> **Objective**: Rewrite the part that opens with the line containing "Mark one point per instance of the fried" and closes with the last of the lines, putting "escalope" wherever "schnitzel" occurs and leaving everything else untouched. Return only that part.
-- begin Listing --
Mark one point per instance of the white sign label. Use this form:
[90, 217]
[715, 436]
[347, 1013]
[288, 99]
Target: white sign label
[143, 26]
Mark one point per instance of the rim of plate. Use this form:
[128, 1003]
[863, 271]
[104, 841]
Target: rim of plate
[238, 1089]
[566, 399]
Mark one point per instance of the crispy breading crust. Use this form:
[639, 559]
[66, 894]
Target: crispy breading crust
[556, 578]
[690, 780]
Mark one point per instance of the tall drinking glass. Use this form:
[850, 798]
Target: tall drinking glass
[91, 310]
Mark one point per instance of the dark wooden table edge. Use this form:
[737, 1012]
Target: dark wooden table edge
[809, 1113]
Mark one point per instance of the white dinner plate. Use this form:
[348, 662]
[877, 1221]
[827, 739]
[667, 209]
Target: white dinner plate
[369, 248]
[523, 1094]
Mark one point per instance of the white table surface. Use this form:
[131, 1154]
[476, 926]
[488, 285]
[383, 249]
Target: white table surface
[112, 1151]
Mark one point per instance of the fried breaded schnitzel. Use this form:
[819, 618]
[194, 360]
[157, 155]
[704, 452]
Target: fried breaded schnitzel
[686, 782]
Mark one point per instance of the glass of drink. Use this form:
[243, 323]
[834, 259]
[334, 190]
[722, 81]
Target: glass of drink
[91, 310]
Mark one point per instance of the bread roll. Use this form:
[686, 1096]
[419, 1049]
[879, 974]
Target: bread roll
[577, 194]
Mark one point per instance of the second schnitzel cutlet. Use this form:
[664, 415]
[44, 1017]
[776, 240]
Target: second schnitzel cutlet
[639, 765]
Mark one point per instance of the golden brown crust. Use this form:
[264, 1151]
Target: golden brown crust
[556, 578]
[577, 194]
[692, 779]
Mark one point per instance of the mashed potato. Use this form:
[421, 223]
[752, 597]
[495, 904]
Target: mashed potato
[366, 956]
-- end Listing --
> **Full solution**:
Mark one point per instance of the fried breaded escalope. Use this form:
[819, 618]
[194, 360]
[157, 155]
[704, 452]
Target: fried breaded escalope
[686, 782]
Mark one point per instance of the glass of drink. Use this form:
[243, 323]
[834, 259]
[334, 190]
[722, 81]
Target: glass of drink
[91, 310]
Mark one point per instance of the bread roll. Use this form:
[686, 1096]
[419, 1049]
[879, 974]
Target: bread roll
[577, 194]
Mark one point per instance of the second escalope cutlet. Use this form:
[664, 415]
[44, 1017]
[776, 240]
Target: second escalope cutlet
[639, 765]
Mark one point per instance of the golden brown crust. Use this form:
[264, 1151]
Target: golden brown crust
[556, 578]
[577, 194]
[692, 779]
Mark one point per instance of the mashed potato. Use this form:
[421, 223]
[752, 597]
[495, 904]
Target: mashed potato
[366, 956]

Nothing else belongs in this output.